*** Begin section ***
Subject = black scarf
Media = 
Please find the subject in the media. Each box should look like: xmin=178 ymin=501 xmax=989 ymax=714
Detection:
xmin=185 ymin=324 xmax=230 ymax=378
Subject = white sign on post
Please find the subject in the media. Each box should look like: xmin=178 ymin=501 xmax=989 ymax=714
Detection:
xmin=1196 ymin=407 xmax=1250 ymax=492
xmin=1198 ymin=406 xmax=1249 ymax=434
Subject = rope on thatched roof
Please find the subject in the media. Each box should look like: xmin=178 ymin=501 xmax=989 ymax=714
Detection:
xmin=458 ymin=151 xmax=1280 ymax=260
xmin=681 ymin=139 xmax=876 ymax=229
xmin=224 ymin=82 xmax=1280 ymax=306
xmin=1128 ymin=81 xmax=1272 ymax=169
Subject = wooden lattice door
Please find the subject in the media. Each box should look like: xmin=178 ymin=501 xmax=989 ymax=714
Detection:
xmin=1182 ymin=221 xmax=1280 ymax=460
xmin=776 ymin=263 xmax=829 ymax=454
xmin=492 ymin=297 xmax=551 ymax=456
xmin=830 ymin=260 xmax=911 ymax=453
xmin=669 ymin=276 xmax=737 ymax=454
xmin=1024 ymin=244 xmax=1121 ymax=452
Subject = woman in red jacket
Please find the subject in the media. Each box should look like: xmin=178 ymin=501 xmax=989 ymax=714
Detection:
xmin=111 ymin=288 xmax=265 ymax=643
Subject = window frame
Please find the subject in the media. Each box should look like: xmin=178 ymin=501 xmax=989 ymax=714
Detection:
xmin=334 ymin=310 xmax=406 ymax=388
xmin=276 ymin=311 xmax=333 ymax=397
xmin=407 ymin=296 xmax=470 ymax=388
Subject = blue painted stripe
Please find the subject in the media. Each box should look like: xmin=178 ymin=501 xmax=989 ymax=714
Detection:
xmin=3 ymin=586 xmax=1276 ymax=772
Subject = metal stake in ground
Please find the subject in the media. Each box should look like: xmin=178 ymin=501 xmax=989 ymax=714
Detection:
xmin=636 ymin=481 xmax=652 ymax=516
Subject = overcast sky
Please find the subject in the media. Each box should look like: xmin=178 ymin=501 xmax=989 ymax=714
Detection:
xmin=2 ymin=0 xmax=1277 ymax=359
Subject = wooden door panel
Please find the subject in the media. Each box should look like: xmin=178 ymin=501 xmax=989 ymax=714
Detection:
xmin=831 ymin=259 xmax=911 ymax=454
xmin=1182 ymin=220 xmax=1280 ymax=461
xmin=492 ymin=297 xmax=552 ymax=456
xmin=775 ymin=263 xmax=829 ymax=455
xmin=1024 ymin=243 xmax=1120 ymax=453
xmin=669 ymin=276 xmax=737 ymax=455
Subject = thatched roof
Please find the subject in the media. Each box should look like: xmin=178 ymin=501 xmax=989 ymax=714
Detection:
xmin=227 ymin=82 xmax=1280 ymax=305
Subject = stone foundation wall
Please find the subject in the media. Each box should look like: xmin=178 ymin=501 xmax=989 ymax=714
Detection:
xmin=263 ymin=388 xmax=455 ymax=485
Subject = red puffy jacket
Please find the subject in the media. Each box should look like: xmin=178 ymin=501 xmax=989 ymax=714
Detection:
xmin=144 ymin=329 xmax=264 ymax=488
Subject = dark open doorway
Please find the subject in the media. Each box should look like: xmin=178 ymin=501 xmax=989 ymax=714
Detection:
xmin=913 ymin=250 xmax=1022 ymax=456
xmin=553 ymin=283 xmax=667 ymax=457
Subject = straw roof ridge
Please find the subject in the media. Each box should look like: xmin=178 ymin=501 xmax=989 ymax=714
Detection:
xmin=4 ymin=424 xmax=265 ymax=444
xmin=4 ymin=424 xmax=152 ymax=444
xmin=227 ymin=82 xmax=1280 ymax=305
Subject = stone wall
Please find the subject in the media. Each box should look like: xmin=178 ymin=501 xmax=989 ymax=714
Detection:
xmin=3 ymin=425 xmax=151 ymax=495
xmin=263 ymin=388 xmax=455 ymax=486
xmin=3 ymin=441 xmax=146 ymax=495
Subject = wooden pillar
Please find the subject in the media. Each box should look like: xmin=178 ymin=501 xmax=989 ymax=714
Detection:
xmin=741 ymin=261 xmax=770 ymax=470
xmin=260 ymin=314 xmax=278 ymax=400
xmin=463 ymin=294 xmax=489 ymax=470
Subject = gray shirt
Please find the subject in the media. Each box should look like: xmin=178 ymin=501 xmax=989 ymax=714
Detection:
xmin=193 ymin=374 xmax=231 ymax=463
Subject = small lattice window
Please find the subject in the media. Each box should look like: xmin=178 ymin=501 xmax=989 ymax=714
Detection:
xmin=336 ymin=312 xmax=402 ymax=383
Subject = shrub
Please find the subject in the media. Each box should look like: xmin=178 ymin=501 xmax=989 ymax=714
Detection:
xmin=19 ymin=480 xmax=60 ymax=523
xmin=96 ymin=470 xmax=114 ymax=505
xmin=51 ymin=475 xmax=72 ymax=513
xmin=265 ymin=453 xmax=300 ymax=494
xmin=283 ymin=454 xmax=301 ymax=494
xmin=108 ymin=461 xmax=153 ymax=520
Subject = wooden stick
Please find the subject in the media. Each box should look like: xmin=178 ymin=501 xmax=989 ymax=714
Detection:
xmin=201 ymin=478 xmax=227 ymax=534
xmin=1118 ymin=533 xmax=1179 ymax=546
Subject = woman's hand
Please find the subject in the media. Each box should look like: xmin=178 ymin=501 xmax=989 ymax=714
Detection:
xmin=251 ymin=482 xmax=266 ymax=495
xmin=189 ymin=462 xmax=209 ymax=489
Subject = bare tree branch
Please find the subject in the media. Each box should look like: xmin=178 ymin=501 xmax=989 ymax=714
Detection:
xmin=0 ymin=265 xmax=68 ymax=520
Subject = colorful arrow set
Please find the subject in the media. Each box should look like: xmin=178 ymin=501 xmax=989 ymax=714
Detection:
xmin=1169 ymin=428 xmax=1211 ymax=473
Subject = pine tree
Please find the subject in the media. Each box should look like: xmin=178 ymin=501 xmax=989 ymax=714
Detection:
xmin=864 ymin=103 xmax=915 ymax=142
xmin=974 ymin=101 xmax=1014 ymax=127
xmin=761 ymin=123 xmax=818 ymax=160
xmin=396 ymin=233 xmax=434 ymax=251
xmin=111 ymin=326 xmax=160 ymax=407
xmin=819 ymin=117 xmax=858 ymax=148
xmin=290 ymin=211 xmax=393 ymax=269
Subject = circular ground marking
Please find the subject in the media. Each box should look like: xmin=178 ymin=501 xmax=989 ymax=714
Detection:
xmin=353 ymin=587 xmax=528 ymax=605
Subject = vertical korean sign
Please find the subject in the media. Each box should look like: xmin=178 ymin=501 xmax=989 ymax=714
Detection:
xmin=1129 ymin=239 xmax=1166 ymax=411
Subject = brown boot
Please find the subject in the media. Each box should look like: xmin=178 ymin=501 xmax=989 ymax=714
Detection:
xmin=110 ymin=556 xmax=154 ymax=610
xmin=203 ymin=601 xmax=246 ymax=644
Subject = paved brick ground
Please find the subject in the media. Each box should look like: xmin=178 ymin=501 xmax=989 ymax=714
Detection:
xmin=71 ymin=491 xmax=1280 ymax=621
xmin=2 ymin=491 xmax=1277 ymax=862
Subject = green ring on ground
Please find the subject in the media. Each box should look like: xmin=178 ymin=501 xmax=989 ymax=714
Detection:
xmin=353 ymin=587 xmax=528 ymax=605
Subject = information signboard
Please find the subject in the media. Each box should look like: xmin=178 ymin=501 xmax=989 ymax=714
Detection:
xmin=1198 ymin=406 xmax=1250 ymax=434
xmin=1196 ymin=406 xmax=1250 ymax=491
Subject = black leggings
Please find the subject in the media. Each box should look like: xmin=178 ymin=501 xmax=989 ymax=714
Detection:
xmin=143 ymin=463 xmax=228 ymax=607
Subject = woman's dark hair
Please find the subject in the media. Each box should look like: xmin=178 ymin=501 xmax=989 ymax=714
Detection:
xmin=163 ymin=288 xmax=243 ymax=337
*** End section ***
THE TASK
From the material above, copy each line that includes the word "wooden".

YOUR SOLUTION
Subject = wooden lattice door
Subject = wooden door panel
Subject = wooden pillar
Subject = wooden stick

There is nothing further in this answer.